Collected data |
-*-*-
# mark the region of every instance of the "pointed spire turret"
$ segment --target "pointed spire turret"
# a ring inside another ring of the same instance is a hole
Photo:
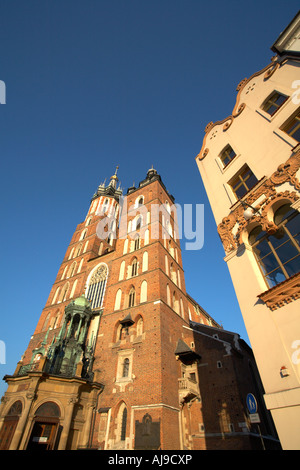
[[[117,166],[117,167],[116,167],[115,174],[114,174],[113,176],[111,176],[111,178],[110,178],[109,186],[111,186],[111,187],[114,188],[114,189],[117,188],[117,181],[119,181],[119,178],[117,177],[118,169],[119,169],[119,167]]]
[[[118,200],[119,197],[122,196],[123,191],[121,189],[120,184],[117,188],[117,183],[119,181],[119,178],[117,177],[118,169],[119,169],[119,166],[116,167],[116,171],[115,171],[114,175],[112,175],[110,177],[110,182],[109,182],[108,186],[105,186],[105,181],[106,180],[104,181],[104,183],[101,183],[98,186],[98,189],[95,192],[95,194],[93,195],[92,199],[95,199],[98,196],[113,196],[115,199]]]

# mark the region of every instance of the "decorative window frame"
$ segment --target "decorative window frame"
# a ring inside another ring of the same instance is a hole
[[[116,370],[116,379],[115,383],[117,385],[127,385],[128,383],[132,383],[135,376],[132,373],[133,369],[133,353],[134,349],[121,349],[118,351],[118,360],[117,360],[117,370]],[[124,360],[129,359],[129,369],[128,369],[128,375],[126,377],[123,377],[123,364]],[[123,388],[123,387],[121,387]]]
[[[269,234],[277,231],[277,226],[272,221],[272,214],[279,204],[291,203],[291,207],[300,212],[300,181],[296,177],[299,168],[300,150],[294,152],[269,178],[265,178],[242,198],[256,209],[250,220],[247,221],[243,217],[244,208],[240,202],[234,204],[230,214],[222,219],[217,230],[226,253],[226,261],[235,256],[242,246],[247,245],[249,229],[255,224],[261,225],[263,231]],[[286,182],[293,186],[295,191],[277,192],[276,187]],[[299,298],[299,279],[297,273],[294,277],[267,289],[258,297],[274,310]]]

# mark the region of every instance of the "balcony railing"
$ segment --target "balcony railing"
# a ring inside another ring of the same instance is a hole
[[[41,371],[46,372],[49,375],[55,375],[59,377],[78,377],[78,373],[80,373],[80,377],[88,380],[93,381],[94,373],[86,371],[82,368],[82,370],[78,370],[76,366],[63,366],[61,368],[55,367],[51,368],[50,364],[45,362],[44,366],[41,367],[39,362],[33,362],[31,364],[23,364],[20,366],[19,370],[15,373],[17,377],[23,377],[28,375],[28,372],[35,372]]]
[[[199,395],[199,387],[195,380],[189,377],[178,379],[179,393],[182,395]]]

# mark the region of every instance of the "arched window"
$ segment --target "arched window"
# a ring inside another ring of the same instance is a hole
[[[167,304],[171,307],[171,292],[169,284],[167,284]]]
[[[140,207],[144,204],[144,196],[140,196],[137,200],[137,207]]]
[[[180,313],[179,299],[175,291],[173,292],[173,310],[175,310],[176,313]]]
[[[57,296],[59,294],[59,291],[60,291],[60,287],[58,287],[55,291],[55,294],[54,294],[54,297],[53,297],[53,300],[52,300],[52,304],[55,304]]]
[[[125,261],[122,261],[120,266],[119,281],[123,281],[125,273]]]
[[[105,199],[104,204],[103,204],[103,213],[104,213],[104,214],[105,214],[105,212],[107,211],[108,206],[109,206],[109,200],[108,200],[108,199]]]
[[[134,250],[138,250],[140,248],[140,237],[137,236],[135,239],[134,239]]]
[[[148,271],[148,251],[145,251],[143,254],[142,271]]]
[[[122,371],[122,377],[128,377],[129,374],[129,359],[126,357],[123,362],[123,371]]]
[[[120,310],[121,308],[121,298],[122,298],[122,291],[121,289],[118,290],[115,300],[115,310]]]
[[[107,274],[107,266],[101,264],[96,268],[89,280],[86,297],[91,302],[92,308],[102,306]]]
[[[258,226],[248,239],[269,287],[298,273],[300,266],[299,212],[285,204],[275,212],[274,223],[278,226],[274,234],[268,235]]]
[[[75,269],[76,269],[76,261],[74,261],[74,263],[71,264],[69,272],[68,272],[68,277],[72,277],[74,275]]]
[[[72,250],[70,251],[70,254],[69,254],[69,258],[68,258],[68,259],[71,259],[71,258],[72,258],[73,253],[74,253],[74,246],[73,246]]]
[[[148,245],[149,243],[149,236],[150,236],[150,231],[147,228],[144,233],[144,245]]]
[[[77,274],[80,273],[80,271],[81,271],[81,268],[82,268],[82,265],[83,265],[83,261],[84,261],[84,259],[81,258],[81,261],[80,261],[79,266],[78,266]]]
[[[176,275],[176,270],[174,268],[173,263],[171,263],[171,266],[170,266],[170,277],[172,281],[174,282],[174,284],[177,284],[177,275]]]
[[[82,232],[80,240],[84,240],[87,234],[87,228]]]
[[[136,220],[135,229],[140,230],[141,226],[142,226],[142,217],[138,217]]]
[[[143,329],[144,329],[144,321],[142,317],[140,317],[136,324],[136,335],[141,336],[143,334]]]
[[[133,307],[135,304],[135,289],[132,287],[129,291],[129,298],[128,298],[128,307]]]
[[[64,302],[67,299],[67,294],[68,294],[69,287],[70,287],[70,284],[67,282],[67,284],[65,284],[63,289],[62,289],[62,293],[61,293],[61,297],[60,297],[61,302]]]
[[[127,253],[128,250],[128,238],[124,241],[124,247],[123,247],[123,255]]]
[[[141,302],[147,302],[147,281],[143,281],[141,285]]]
[[[74,297],[76,287],[77,287],[77,282],[78,282],[78,279],[76,279],[76,281],[73,284],[72,291],[71,291],[71,294],[70,294],[70,299],[72,299]]]
[[[49,323],[49,319],[50,319],[50,312],[49,312],[48,315],[46,316],[46,319],[45,319],[44,324],[43,324],[42,331],[45,331],[45,330],[47,329],[47,326],[48,326],[48,323]]]
[[[76,255],[75,255],[75,256],[79,256],[79,255],[80,255],[81,248],[82,248],[82,243],[80,243],[80,245],[77,247],[77,251],[76,251]]]
[[[138,273],[138,260],[134,258],[131,264],[131,276],[137,276]]]
[[[62,276],[61,276],[61,279],[64,279],[64,278],[65,278],[67,269],[68,269],[68,266],[65,266],[64,272],[63,272],[63,274],[62,274]]]
[[[124,408],[122,413],[122,422],[121,422],[121,436],[120,440],[125,441],[126,438],[126,425],[127,425],[127,408]]]

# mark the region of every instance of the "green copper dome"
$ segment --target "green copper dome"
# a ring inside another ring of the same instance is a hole
[[[90,302],[85,298],[84,294],[74,300],[74,305],[79,305],[80,307],[90,307]]]

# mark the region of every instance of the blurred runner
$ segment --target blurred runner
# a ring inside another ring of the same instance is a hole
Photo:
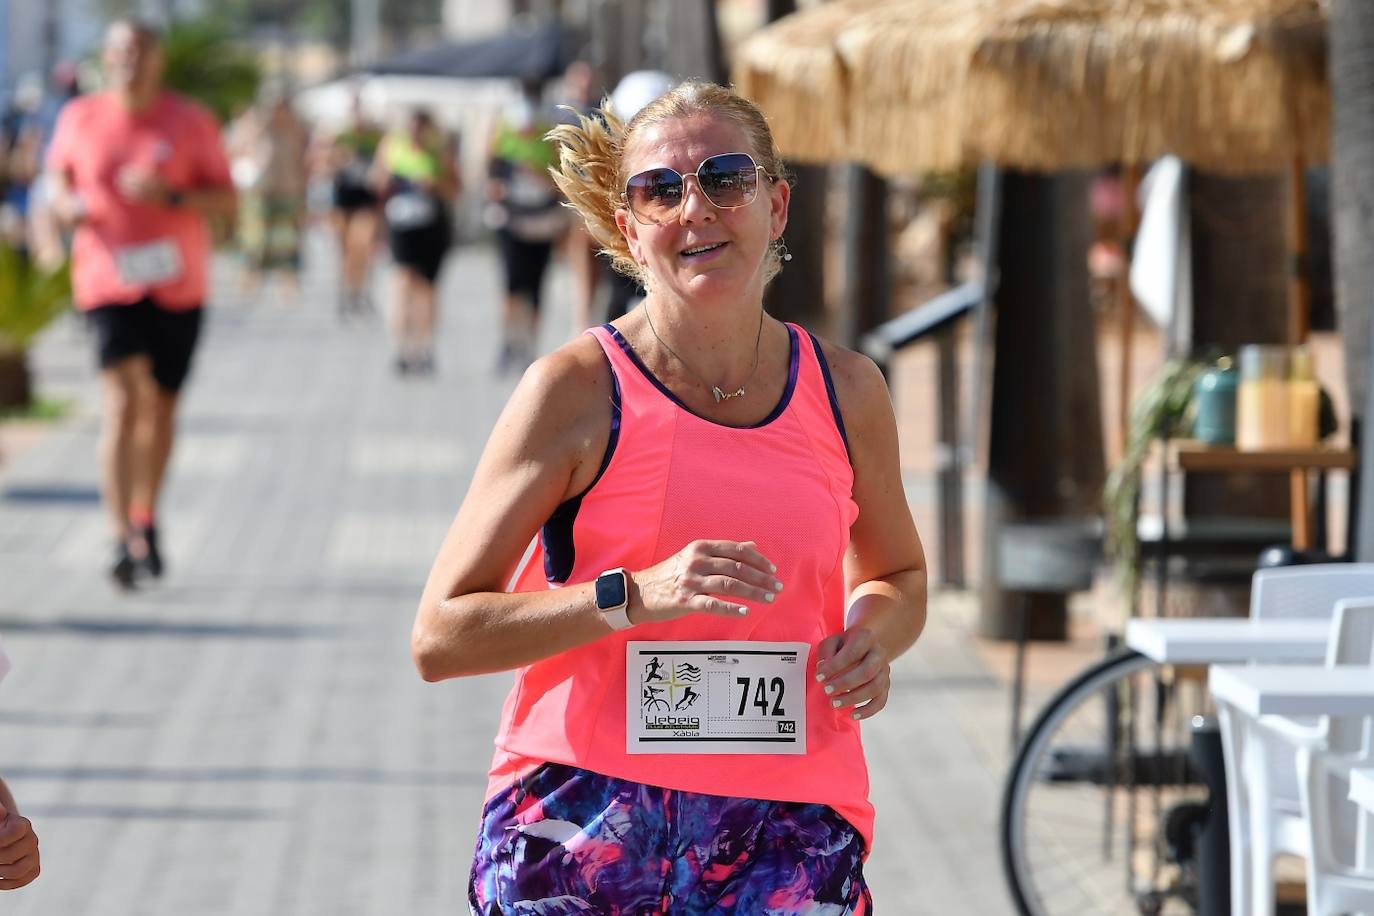
[[[382,139],[373,163],[396,265],[391,319],[396,370],[403,375],[434,371],[434,286],[452,241],[449,208],[459,191],[455,145],[420,109],[405,130]]]
[[[38,177],[43,126],[43,78],[25,74],[10,106],[0,116],[0,240],[27,246],[29,189]]]
[[[348,125],[335,135],[329,156],[334,173],[334,231],[343,255],[341,318],[373,311],[368,280],[377,251],[378,201],[368,184],[368,173],[382,133],[364,115],[362,99],[354,94]]]
[[[80,94],[76,65],[70,61],[54,64],[50,91],[38,109],[38,123],[42,131],[41,151],[37,160],[40,169],[47,158],[59,114],[69,101]],[[42,171],[29,186],[28,231],[29,254],[33,256],[34,263],[45,270],[60,267],[67,259],[66,242],[62,237],[62,227],[53,216],[48,201],[47,175]]]
[[[596,73],[585,60],[575,60],[563,72],[563,101],[558,109],[558,121],[577,123],[579,115],[592,114],[596,97],[592,92]],[[591,327],[595,320],[596,293],[602,285],[606,268],[596,260],[596,243],[592,241],[581,220],[570,220],[563,238],[563,256],[573,276],[573,333]]]
[[[562,195],[549,177],[558,151],[545,139],[552,121],[528,83],[497,126],[487,160],[487,223],[496,230],[506,274],[505,325],[497,371],[524,369],[535,356],[544,273],[568,227]]]
[[[281,276],[292,298],[300,291],[308,141],[305,125],[281,90],[264,93],[229,131],[249,296],[269,274]]]
[[[200,334],[210,260],[206,217],[235,195],[219,125],[162,88],[150,26],[113,23],[108,88],[68,102],[48,149],[54,214],[75,225],[72,286],[95,331],[105,393],[101,491],[114,525],[110,573],[159,576],[156,524],[177,394]]]

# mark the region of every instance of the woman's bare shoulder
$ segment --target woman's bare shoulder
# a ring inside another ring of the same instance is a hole
[[[835,397],[846,426],[866,426],[892,415],[887,380],[882,370],[862,353],[820,337],[821,353],[830,367]]]
[[[586,437],[588,425],[609,429],[610,364],[590,334],[535,360],[506,407],[506,420],[537,428],[540,438]]]

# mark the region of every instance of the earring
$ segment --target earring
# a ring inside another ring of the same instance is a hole
[[[784,261],[792,260],[792,252],[787,250],[787,242],[783,240],[782,236],[773,239],[773,251]]]

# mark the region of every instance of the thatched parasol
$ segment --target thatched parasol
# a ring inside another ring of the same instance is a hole
[[[784,156],[805,162],[852,158],[845,145],[848,77],[835,37],[856,9],[882,2],[825,3],[785,16],[736,52],[731,79],[768,113]]]
[[[887,174],[1326,158],[1322,0],[836,0],[745,41],[784,155]]]
[[[802,161],[888,175],[1122,163],[1133,199],[1134,167],[1173,153],[1214,172],[1291,170],[1300,201],[1305,163],[1330,147],[1325,16],[1325,0],[835,0],[746,40],[734,78]],[[1123,285],[1123,441],[1129,296]],[[1307,299],[1297,276],[1294,342]]]

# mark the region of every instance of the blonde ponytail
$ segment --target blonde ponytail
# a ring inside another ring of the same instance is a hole
[[[587,224],[587,232],[611,259],[611,266],[643,282],[643,270],[615,223],[621,206],[620,155],[625,123],[611,114],[610,100],[599,112],[579,114],[576,124],[560,124],[547,139],[558,144],[558,165],[549,169],[554,183]]]

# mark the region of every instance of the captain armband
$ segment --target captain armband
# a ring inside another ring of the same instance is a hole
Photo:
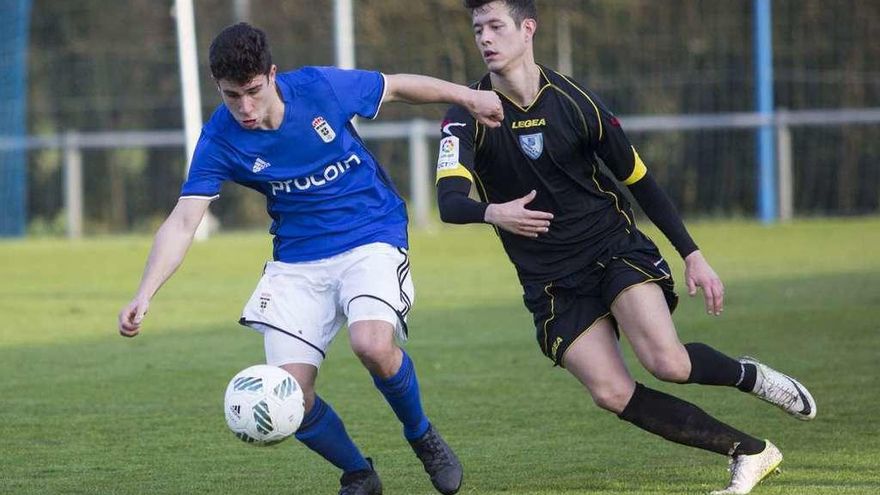
[[[642,180],[645,174],[648,173],[648,167],[645,166],[645,162],[642,161],[642,157],[639,156],[639,152],[636,151],[635,146],[631,146],[633,150],[633,171],[629,174],[623,181],[623,185],[631,186],[636,182]]]

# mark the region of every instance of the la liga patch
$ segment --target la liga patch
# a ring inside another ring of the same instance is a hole
[[[459,144],[455,136],[447,136],[440,141],[440,154],[437,157],[437,171],[451,170],[458,167]]]

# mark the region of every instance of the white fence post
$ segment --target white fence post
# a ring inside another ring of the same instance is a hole
[[[64,210],[67,215],[67,237],[79,239],[83,227],[82,150],[79,135],[64,135]]]
[[[415,226],[425,228],[429,223],[428,205],[431,197],[428,158],[428,124],[414,120],[409,128],[409,190]]]
[[[571,48],[571,21],[565,9],[559,10],[556,15],[558,23],[556,31],[556,66],[559,72],[571,74],[574,72],[574,62]]]
[[[251,0],[234,0],[232,2],[232,15],[238,22],[251,21]]]
[[[779,219],[791,220],[794,217],[794,165],[792,163],[791,127],[785,119],[787,111],[777,112],[776,120],[776,161],[779,164]]]

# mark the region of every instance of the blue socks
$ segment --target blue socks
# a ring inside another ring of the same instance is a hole
[[[403,436],[413,441],[428,431],[428,417],[422,411],[419,381],[409,355],[403,351],[403,362],[394,376],[380,378],[373,375],[373,383],[385,396],[397,418],[403,423]]]
[[[376,388],[385,396],[394,414],[403,423],[403,436],[413,441],[428,431],[428,418],[422,411],[419,382],[412,360],[403,353],[397,373],[387,379],[373,376]],[[369,463],[345,431],[345,425],[329,404],[315,396],[312,410],[303,418],[296,438],[346,473],[370,469]]]
[[[312,410],[296,432],[296,439],[346,473],[370,469],[336,411],[317,395]]]

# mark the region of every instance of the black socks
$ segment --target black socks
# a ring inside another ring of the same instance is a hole
[[[699,342],[685,344],[684,348],[691,359],[691,374],[685,383],[724,385],[743,392],[751,392],[755,388],[755,365],[742,364]]]
[[[739,363],[733,362],[739,368]],[[738,370],[736,375],[739,379]],[[690,402],[651,390],[641,383],[636,383],[632,398],[617,417],[671,442],[722,455],[757,454],[765,446],[763,440],[718,421]]]

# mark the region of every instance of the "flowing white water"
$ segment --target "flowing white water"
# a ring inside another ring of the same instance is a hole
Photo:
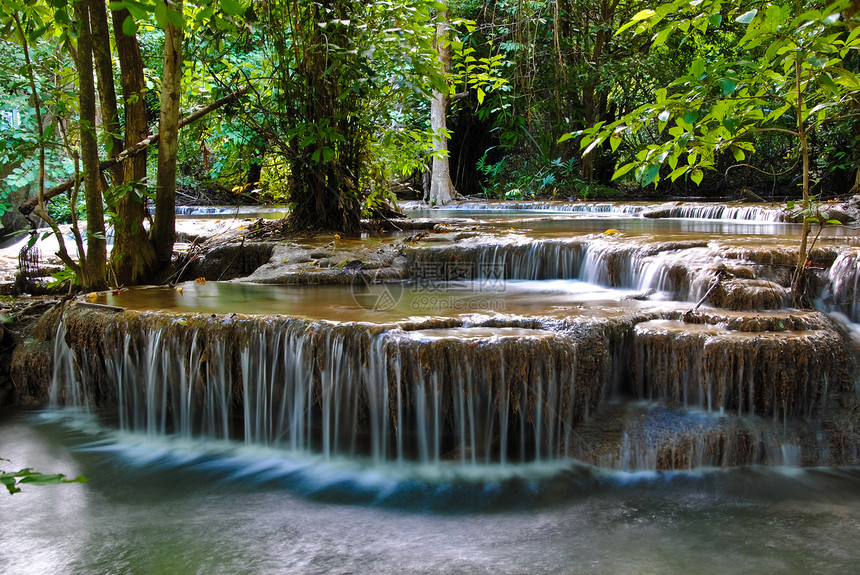
[[[445,273],[456,266],[478,279],[575,279],[606,288],[660,292],[675,301],[698,301],[723,262],[715,244],[619,241],[608,236],[461,242],[410,255],[416,276],[427,281],[449,279]]]
[[[464,327],[452,336],[286,318],[218,331],[219,322],[174,321],[116,322],[103,334],[101,365],[58,337],[51,397],[87,407],[98,388],[116,403],[120,429],[150,438],[504,466],[566,453],[570,429],[594,409],[586,387],[603,378],[578,382],[577,341],[548,331]]]

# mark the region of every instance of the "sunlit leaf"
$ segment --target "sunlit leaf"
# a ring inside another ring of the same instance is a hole
[[[695,169],[690,174],[690,179],[693,180],[697,186],[702,183],[702,180],[705,179],[705,174],[700,169]]]
[[[620,168],[615,170],[615,173],[612,174],[612,179],[617,180],[618,178],[620,178],[621,176],[623,176],[624,174],[626,174],[627,172],[629,172],[630,170],[635,168],[636,165],[637,165],[636,162],[630,162],[629,164],[624,164],[623,166],[621,166]]]
[[[632,22],[639,22],[640,20],[647,20],[651,16],[656,15],[657,13],[654,10],[640,10],[636,14],[633,15],[633,18],[630,20]]]
[[[737,22],[738,24],[749,24],[753,21],[753,19],[755,19],[756,14],[758,14],[758,10],[753,8],[752,10],[744,12],[743,14],[735,18],[735,22]]]

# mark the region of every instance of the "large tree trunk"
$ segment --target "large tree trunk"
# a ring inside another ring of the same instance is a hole
[[[603,109],[605,107],[605,100],[600,98],[600,95],[597,93],[597,85],[600,82],[601,60],[603,59],[606,44],[610,39],[611,29],[609,26],[611,25],[616,5],[617,2],[610,3],[609,0],[602,0],[600,3],[599,27],[594,37],[594,47],[589,62],[589,65],[594,70],[582,89],[582,102],[585,106],[583,123],[586,128],[594,126],[600,120],[600,116],[605,113],[605,109]],[[594,155],[596,151],[591,150],[587,154],[583,154],[580,160],[580,177],[586,182],[594,180]]]
[[[101,104],[102,131],[108,135],[108,156],[116,157],[122,149],[119,114],[116,105],[116,85],[113,80],[113,59],[110,51],[110,28],[104,0],[91,0],[90,27],[93,35],[93,60],[96,66],[99,103]],[[113,186],[122,183],[122,166],[111,169]]]
[[[328,140],[318,132],[317,141],[310,145],[302,146],[296,139],[290,143],[290,149],[296,150],[290,159],[290,203],[294,208],[287,224],[294,230],[355,236],[361,232],[358,177],[363,169],[364,143],[356,121],[351,119],[357,115],[355,96],[346,95],[338,74],[331,73],[331,68],[354,63],[344,53],[331,51],[329,44],[344,47],[350,40],[342,29],[327,28],[323,33],[317,25],[320,18],[330,14],[349,19],[353,7],[349,2],[323,0],[303,11],[293,23],[293,32],[301,40],[292,44],[295,68],[280,69],[281,73],[289,72],[280,80],[284,93],[295,94],[285,103],[288,115],[314,126],[328,122],[332,132],[342,137],[342,141]]]
[[[120,80],[125,111],[125,147],[128,148],[145,139],[149,126],[146,121],[146,102],[143,91],[146,82],[143,76],[143,58],[136,36],[127,36],[122,24],[130,16],[128,10],[114,10],[114,38],[119,59]],[[120,150],[117,150],[119,153]],[[114,185],[144,184],[146,179],[146,149],[118,164]],[[127,191],[116,199],[112,206],[117,215],[114,223],[114,245],[111,252],[111,269],[117,285],[136,285],[151,281],[155,263],[155,248],[152,245],[143,220],[146,207],[143,198]]]
[[[96,92],[93,83],[93,41],[90,28],[90,6],[75,3],[78,23],[77,67],[80,83],[78,101],[81,117],[81,160],[84,169],[84,192],[87,204],[87,253],[80,254],[81,286],[88,291],[107,287],[104,208],[100,187],[99,150],[95,134]]]
[[[451,71],[451,45],[448,29],[448,12],[441,10],[436,20],[436,50],[442,71]],[[460,195],[451,181],[451,166],[448,159],[448,107],[451,103],[449,91],[433,91],[430,102],[430,128],[433,130],[433,169],[430,194],[425,201],[435,206],[450,204]]]
[[[168,11],[182,14],[182,0],[165,0]],[[182,81],[182,28],[168,23],[164,31],[164,70],[158,122],[158,177],[152,240],[162,267],[170,265],[176,239],[176,154],[179,149],[179,100]]]

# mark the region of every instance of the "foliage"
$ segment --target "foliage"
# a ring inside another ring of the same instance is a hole
[[[625,140],[632,145],[633,157],[613,179],[633,173],[643,185],[684,176],[700,183],[720,155],[747,161],[765,132],[793,136],[793,156],[800,158],[808,133],[844,117],[860,92],[844,62],[860,48],[860,28],[849,30],[840,16],[848,3],[810,5],[799,14],[793,3],[759,5],[676,0],[642,10],[623,27],[653,33],[655,49],[673,34],[704,35],[720,26],[737,28],[739,39],[737,54],[702,54],[657,90],[654,102],[577,134],[586,150],[606,141],[613,150]],[[649,130],[656,141],[637,145],[637,135]]]
[[[9,462],[8,459],[0,458],[0,461]],[[9,495],[21,492],[21,485],[56,485],[58,483],[86,483],[87,479],[84,476],[78,476],[74,479],[66,479],[62,473],[46,475],[33,471],[30,468],[21,469],[18,471],[4,471],[0,469],[0,484],[6,487]]]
-*-*-
Task prompt | If a line in the records above includes the string "foliage", copy it.

Result of the task |
# mark the region of every instance of the "foliage"
$ segment --target "foliage"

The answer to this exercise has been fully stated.